— Begin Source document —

You are viewing a plain text version of this content. The canonical link for it is here.
Posted to dev@airflow.apache.org by Jayesh Senjaliya <jh...@gmail.com> on 2017/01/25 01:46:01 UTC

possible bug: scheduler dont schedule manual triggered dag on 1.8.b2

I am running airflow 1.8.b2

a week before I had perfectly running dag which i put it on 1.8.b2 and I
find that scheduler is not scheduling the task even though the dag run was
created.

I debugged the issue and came down to this piece of code where scheduler
finds task to schedule

TI = models.TaskInstance
task_instances_to_examine = (
    session
    .query(TI)
    .filter(TI.dag_id.in_(simple_dag_bag.dag_ids))
    .filter(TI.state.in_(states))
    .join(DagRun, and_(TI.dag_id == DagRun.dag_id,
                       TI.execution_date == DagRun.execution_date,
                       DagRun.state == State.RUNNING,
                       DagRun.run_id.like(DagRun.ID_PREFIX + '%')))
    .all()
)


the root cause i think is join in the above query was added recently with
this PR  "[AIRFLOW-219][AIRFLOW-398] Cgroups + impersonation"
which has condition that run_id should be like DagRun.ID_PREFIX which is
"scheduled__" which wont be true for manually triggered dag ( which has
run_id like "manual__2017-01-24T17:08:35.251019" )

so I am not sure why we need that condition there at all, does anyone know?

Please comment.

Thanks
Jayesh

Re: possible bug: scheduler dont schedule manual triggered dag on 1.8.b2

Posted by Jayesh Senjaliya <jh...@gmail.com>.
Cool, Thanks for fixing it quickly, i just tested it and it works fine.
commented on git.


On Wed, Jan 25, 2017 at 3:08 AM, Bolke de Bruin <bd...@gmail.com> wrote:

> Further analysis shows that the change that created this issue was
> unnecessary. TaskInstances will be set to 'scheduled' if they meet the
> criteria to run, also the ones up for retry. No task_instance will be send
> to the executor in another state than 'scheduled'. Thus in an earlier patch
> I removed the 'upforretry' parameter from _execute_state_instances. This
> change is there to verify a DagRun is running, while this has already been
> covered, by contract, earlier.
>
> I created AIRFLOW-803 and https://github.com/apache/
> incubator-airflow/pull/2019. I removed the index creation that was done
> as part of this.

— End Source document —
— Begin Dataset content —

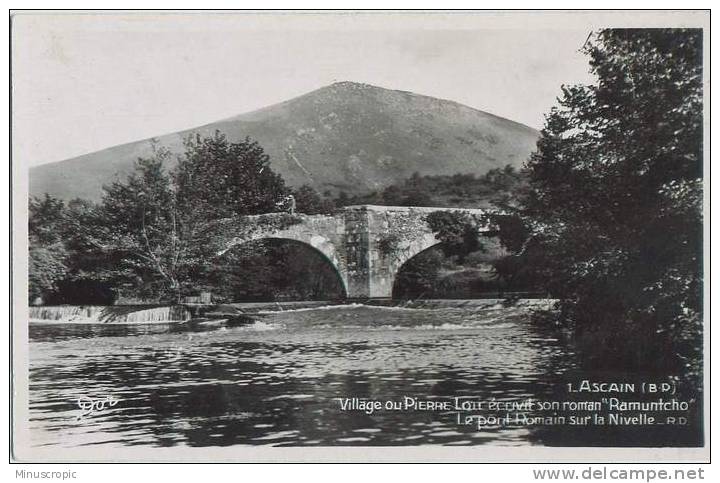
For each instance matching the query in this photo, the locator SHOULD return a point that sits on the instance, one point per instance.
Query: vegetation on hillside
(612, 217)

— End Dataset content —

#### What to produce:
Quote the passage of the Airflow scheduler thread starting with "so I am not" and going on through "commented on git.". Work only from the Airflow scheduler thread, not from the material.

#### Reply to the task:
so I am not sure why we need that condition there at all, does anyone know?

Please comment.

Thanks
Jayesh

Re: possible bug: scheduler dont schedule manual triggered dag on 1.8.b2

Posted by Jayesh Senjaliya <jh...@gmail.com>.
Cool, Thanks for fixing it quickly, i just tested it and it works fine.
commented on git.